● Outline annotation entries:
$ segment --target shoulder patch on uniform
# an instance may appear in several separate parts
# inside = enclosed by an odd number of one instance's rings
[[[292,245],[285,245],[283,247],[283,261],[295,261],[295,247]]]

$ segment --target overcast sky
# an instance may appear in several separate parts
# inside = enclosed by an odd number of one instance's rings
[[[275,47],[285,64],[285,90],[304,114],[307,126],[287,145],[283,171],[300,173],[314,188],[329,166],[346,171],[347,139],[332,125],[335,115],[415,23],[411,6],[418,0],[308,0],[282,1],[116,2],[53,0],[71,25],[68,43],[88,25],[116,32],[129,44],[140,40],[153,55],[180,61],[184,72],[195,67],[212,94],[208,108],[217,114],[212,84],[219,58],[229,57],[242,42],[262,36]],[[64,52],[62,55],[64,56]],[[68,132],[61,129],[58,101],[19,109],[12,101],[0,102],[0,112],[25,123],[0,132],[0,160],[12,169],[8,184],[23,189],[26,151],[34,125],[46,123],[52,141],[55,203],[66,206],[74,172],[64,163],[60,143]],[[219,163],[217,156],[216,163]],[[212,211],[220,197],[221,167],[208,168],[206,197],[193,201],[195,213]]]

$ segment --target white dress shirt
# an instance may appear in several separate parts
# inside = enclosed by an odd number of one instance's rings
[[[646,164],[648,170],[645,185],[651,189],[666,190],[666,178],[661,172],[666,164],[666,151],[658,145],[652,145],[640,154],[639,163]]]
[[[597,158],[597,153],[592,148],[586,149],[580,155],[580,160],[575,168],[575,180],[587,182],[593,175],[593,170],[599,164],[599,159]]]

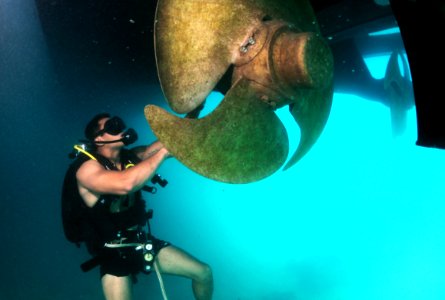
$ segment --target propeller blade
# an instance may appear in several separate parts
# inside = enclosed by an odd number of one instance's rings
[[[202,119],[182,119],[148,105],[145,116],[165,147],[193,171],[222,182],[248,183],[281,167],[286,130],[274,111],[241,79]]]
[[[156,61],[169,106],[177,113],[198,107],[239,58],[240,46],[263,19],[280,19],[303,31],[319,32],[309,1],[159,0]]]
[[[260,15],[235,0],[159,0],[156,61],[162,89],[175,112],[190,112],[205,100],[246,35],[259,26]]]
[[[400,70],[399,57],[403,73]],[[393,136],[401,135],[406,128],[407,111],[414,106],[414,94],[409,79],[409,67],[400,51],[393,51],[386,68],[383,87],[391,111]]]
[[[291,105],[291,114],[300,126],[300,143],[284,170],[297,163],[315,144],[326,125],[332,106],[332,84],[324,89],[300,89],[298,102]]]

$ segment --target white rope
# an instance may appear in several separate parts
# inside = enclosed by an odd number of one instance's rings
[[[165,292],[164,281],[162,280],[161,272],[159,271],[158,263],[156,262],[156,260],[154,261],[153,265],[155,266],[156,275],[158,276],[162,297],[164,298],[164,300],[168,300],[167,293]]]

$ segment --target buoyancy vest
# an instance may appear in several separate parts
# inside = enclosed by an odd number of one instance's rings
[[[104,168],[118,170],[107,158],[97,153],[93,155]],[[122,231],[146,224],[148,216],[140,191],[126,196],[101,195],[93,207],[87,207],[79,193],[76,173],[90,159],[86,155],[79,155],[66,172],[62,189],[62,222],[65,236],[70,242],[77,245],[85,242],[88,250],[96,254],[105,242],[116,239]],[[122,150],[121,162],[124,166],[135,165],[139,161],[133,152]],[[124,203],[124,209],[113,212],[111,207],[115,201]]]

● Brief: Find every line in the entries above that contains the string "white" and copy each one. Matching is case-sensitive.

● Output for this task:
$ segment --target white dress shirt
$ segment --target white rope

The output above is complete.